### [作業内容]
文書本文によると、Yokoさんが日本酒についての本を執筆しているのはなぜですか。本文が示す理由を1〜3文で説明してください。

### [文書本文]
========================================

2022年に創業10周年を迎えた[Umami Mart]。1時間程の滞在の間に次々にお客さんが訪れ、中には「自宅用」として10本程日本酒を購入していく人も。[Umami Mart]の存在が、日本酒を食中酒の選択肢の一つとして、人々の生活に浸透させていることがよく分かる。

最後に、これから挑戦したいことをYokoさんに尋ねた。

「今、Kayokoと二人で日本酒についての本を執筆しており、来春に出版する予定です。『Everyday Sake』というタイトルで、選び方や提供方法など日本酒を楽しむためのガイドとなる、実践的な内容にしようと思っています。まだ多くのアメリカ人が日本酒についてよく知りません。この本がアメリカ人はもちろん、世界中の人にとって、日本酒に対する様々な視点を提供するきっかけになればと思っています。いつか日本語に翻訳して出版することが私の夢です」

ひとつのブログから始まったYokoさんの情熱はオンラインストアと店舗を経て、本として形になろうとしている。[Umami Mart]がオークランドの街で日本酒文化を根付かせたように、今度はその本が世界中の人に日本酒の魅力を伝えるきっかけとなるはずだ。

========================================

(検出データセットからの抜粋)
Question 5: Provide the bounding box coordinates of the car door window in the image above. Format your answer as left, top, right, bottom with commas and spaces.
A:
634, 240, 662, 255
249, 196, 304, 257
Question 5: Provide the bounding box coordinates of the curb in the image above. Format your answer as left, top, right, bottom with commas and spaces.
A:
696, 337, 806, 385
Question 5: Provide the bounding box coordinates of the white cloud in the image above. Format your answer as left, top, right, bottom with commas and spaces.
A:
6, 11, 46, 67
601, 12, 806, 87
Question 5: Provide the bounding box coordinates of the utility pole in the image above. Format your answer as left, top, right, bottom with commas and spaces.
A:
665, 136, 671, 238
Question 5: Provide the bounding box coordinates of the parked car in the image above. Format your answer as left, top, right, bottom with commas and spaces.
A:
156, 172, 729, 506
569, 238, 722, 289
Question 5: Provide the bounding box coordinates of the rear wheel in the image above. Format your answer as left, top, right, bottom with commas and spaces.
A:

========================================

### [作業結果]
まだ多くのアメリカ人が日本酒についてよく知らないからです。Yokoさんは、選び方や提供方法など日本酒を楽しむための実践的なガイドとなるこの本が、アメリカ人はもちろん世界中の人に日本酒に対する様々な視点を提供するきっかけになればと考えています。